** Document text **

Updated 2026-03-03

Bring Back Shoppers Who Browsed But Did Not Buy

Most visitors leave your store without adding anything to their cart. Browse abandonment emails give you a second chance with people who showed interest but walked away.

All Guides

The average e-commerce store converts about 2-3% of visitors into customers. That means 97 out of 100 people who visit your site leave without buying anything. A large chunk of those visitors looked at specific products. They clicked into product pages, maybe browsed a few options, and then left.

Those are not random visitors. They showed interest. They just were not ready to buy yet.

Browse abandonment emails let you follow up with those interested-but-not-ready shoppers. It is the step before cart abandonment recovery. The audience is bigger, the intent is lower, but the opportunity is real.

How Browse Abandonment Emails Work

The basic flow is straightforward:

  1. A visitor arrives on your site (ideally already identified by email through a previous purchase or signup)

** Brief A **
Copy out the full text of the guide on browse abandonment emails.
** Brief B **
Format the entries between the line holding "task: outline the tower observation deck" and the line holding "387 25 L 380", inclusive, as a two-column CSV with the headers instruction and result. Give one row per entry, with its instruction text and its result each in a single quoted field and line breaks replaced by spaces.

** Provided data **
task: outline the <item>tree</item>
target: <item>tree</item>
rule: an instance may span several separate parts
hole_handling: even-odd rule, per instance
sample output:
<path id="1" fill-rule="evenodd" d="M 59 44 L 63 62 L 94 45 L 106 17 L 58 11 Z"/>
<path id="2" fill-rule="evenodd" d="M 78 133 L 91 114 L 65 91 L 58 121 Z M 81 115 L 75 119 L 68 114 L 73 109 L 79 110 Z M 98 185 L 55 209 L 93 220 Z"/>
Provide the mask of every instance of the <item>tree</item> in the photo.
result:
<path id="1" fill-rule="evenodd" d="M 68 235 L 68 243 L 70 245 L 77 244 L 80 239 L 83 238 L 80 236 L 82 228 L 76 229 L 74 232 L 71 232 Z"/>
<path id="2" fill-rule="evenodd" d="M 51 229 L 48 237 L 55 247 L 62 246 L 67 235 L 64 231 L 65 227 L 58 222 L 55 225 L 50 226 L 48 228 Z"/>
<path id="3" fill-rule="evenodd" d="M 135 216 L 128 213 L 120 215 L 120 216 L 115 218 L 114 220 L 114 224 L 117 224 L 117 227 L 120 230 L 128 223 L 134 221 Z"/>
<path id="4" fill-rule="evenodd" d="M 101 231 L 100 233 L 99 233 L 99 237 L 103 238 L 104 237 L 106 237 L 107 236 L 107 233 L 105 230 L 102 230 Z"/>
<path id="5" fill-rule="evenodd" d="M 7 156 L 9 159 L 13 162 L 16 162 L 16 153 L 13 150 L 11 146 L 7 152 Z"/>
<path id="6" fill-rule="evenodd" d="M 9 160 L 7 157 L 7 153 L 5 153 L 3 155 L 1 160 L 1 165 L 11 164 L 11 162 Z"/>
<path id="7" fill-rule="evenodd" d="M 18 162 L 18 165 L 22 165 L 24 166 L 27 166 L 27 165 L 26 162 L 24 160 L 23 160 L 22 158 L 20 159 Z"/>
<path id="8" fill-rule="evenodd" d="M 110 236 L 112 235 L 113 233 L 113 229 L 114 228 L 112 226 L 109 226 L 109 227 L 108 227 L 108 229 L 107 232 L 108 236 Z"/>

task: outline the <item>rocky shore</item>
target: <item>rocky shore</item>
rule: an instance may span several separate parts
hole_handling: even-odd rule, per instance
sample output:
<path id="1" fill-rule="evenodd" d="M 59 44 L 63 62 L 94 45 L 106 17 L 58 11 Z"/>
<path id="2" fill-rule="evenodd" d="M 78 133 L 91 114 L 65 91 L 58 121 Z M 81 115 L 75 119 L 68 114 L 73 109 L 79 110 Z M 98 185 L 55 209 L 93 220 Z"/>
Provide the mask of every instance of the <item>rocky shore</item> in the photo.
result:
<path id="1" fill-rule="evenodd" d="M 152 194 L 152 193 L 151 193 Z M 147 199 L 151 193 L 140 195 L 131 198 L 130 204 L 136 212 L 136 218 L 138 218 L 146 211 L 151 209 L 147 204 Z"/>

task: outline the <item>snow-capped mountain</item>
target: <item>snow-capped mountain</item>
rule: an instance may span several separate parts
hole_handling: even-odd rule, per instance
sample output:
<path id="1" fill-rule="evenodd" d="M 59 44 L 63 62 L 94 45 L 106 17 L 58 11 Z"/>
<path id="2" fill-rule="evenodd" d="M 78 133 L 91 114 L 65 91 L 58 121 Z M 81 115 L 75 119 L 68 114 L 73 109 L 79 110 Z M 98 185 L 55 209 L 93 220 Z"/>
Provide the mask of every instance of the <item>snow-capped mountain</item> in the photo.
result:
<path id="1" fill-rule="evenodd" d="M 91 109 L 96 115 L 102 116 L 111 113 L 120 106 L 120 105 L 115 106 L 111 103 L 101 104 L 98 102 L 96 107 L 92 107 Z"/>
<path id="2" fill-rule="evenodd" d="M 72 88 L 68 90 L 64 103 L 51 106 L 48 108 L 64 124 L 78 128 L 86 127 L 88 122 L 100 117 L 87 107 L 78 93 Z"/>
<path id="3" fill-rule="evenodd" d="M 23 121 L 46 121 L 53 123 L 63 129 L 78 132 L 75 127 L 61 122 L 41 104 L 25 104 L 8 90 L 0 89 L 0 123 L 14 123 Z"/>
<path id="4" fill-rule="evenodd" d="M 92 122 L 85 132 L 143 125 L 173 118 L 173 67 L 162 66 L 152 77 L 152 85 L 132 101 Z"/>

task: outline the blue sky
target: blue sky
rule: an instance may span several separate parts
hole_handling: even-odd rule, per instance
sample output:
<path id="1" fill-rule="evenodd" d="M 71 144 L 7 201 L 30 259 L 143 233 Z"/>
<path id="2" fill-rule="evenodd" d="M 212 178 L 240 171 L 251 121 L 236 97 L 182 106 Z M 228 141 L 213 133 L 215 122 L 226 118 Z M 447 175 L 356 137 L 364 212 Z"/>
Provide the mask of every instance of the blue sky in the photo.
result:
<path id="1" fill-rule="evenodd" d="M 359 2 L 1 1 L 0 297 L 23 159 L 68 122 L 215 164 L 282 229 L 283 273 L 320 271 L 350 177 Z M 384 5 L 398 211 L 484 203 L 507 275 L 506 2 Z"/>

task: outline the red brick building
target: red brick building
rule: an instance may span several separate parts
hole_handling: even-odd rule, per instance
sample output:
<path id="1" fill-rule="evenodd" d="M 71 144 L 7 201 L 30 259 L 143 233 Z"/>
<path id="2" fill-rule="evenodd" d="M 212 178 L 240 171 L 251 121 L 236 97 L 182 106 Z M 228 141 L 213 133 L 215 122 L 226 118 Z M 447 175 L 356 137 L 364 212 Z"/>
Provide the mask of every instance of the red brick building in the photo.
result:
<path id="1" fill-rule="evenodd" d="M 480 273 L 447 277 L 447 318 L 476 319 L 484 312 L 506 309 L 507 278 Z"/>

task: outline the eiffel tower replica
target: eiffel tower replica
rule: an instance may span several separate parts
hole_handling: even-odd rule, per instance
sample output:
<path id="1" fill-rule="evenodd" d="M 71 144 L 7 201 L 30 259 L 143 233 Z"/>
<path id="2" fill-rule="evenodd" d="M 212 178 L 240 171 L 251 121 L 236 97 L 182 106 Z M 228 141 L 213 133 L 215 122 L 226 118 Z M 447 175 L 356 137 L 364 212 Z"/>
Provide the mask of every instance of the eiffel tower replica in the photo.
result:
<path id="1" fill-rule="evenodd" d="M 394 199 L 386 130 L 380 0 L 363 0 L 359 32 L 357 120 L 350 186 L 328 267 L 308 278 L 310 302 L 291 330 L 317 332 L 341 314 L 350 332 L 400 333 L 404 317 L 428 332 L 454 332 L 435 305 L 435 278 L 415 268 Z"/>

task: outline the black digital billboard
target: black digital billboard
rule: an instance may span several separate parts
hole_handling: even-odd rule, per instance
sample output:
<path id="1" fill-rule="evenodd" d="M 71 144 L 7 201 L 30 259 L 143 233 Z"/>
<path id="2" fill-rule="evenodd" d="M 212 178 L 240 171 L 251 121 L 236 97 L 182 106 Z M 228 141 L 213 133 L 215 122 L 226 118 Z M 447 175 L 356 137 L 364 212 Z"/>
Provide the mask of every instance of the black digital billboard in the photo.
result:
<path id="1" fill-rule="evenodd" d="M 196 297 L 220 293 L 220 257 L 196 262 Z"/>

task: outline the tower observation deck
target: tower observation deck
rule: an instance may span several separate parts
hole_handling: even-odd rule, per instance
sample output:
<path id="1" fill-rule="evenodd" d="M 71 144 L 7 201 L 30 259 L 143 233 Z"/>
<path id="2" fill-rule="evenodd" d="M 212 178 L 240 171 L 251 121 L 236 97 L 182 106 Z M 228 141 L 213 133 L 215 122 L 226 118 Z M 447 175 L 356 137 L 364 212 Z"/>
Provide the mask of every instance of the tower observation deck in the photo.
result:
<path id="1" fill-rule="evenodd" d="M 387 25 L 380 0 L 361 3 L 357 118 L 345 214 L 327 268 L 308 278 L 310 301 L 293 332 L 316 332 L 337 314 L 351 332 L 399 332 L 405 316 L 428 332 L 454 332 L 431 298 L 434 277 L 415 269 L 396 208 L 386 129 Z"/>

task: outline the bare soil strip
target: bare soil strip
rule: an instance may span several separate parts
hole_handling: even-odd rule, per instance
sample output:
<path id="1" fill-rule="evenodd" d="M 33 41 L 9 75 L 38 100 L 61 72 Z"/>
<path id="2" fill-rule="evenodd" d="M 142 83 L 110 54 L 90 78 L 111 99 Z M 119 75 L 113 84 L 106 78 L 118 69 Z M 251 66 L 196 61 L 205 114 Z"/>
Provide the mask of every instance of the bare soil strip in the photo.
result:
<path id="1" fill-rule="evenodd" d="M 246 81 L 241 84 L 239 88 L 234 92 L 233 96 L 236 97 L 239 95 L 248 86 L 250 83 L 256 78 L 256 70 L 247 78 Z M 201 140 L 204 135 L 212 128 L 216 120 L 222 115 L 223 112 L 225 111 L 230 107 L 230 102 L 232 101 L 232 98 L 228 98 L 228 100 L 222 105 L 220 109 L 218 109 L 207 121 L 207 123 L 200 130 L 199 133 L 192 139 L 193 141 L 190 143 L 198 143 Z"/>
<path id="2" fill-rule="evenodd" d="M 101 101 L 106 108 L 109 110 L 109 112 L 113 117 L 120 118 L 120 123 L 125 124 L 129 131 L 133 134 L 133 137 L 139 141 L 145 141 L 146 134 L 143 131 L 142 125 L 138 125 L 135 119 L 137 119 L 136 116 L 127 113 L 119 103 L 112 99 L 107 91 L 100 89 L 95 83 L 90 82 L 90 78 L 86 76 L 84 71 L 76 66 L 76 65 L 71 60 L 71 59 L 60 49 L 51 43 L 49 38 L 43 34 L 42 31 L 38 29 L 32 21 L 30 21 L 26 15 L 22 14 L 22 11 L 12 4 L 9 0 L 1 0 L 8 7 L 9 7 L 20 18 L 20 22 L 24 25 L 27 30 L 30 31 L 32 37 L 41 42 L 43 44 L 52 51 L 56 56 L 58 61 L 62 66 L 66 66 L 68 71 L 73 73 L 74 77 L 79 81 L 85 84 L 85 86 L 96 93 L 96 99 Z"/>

** Reply A **
Updated 2026-03-03

Bring Back Shoppers Who Browsed But Did Not Buy

Most visitors leave your store without adding anything to their cart. Browse abandonment emails give you a second chance with people who showed interest but walked away.

All Guides

The average e-commerce store converts about 2-3% of visitors into customers. That means 97 out of 100 people who visit your site leave without buying anything. A large chunk of those visitors looked at specific products. They clicked into product pages, maybe browsed a few options, and then left.

Those are not random visitors. They showed interest. They just were not ready to buy yet.

Browse abandonment emails let you follow up with those interested-but-not-ready shoppers. It is the step before cart abandonment recovery. The audience is bigger, the intent is lower, but the opportunity is real.

How Browse Abandonment Emails Work

The basic flow is straightforward:

  1. A visitor arrives on your site (ideally already identified by email through a previous purchase or signup)

** Reply B **
instruction,result
"task: outline the tower observation deck target: tower observation deck rule: an instance may span several separate parts hole_handling: even-odd rule, per instance sample output: <path id=""1"" fill-rule=""evenodd"" d=""M 71 144 L 7 201 L 30 259 L 143 233 Z""/> <path id=""2"" fill-rule=""evenodd"" d=""M 212 178 L 240 171 L 251 121 L 236 97 L 182 106 Z M 228 141 L 213 133 L 215 122 L 226 118 Z M 447 175 L 356 137 L 364 212 Z""/> Provide the mask of every instance of the tower observation deck in the photo. result:","<path id=""1"" fill-rule=""evenodd"" d=""M 387 25 L 380 0 L 361 3 L 357 118 L 345 214 L 327 268 L 308 278 L 310 301 L 293 332 L 316 332 L 337 314 L 351 332 L 399 332 L 405 316 L 428 332 L 454 332 L 431 298 L 434 277 L 415 269 L 396 208 L 386 129 Z""/>"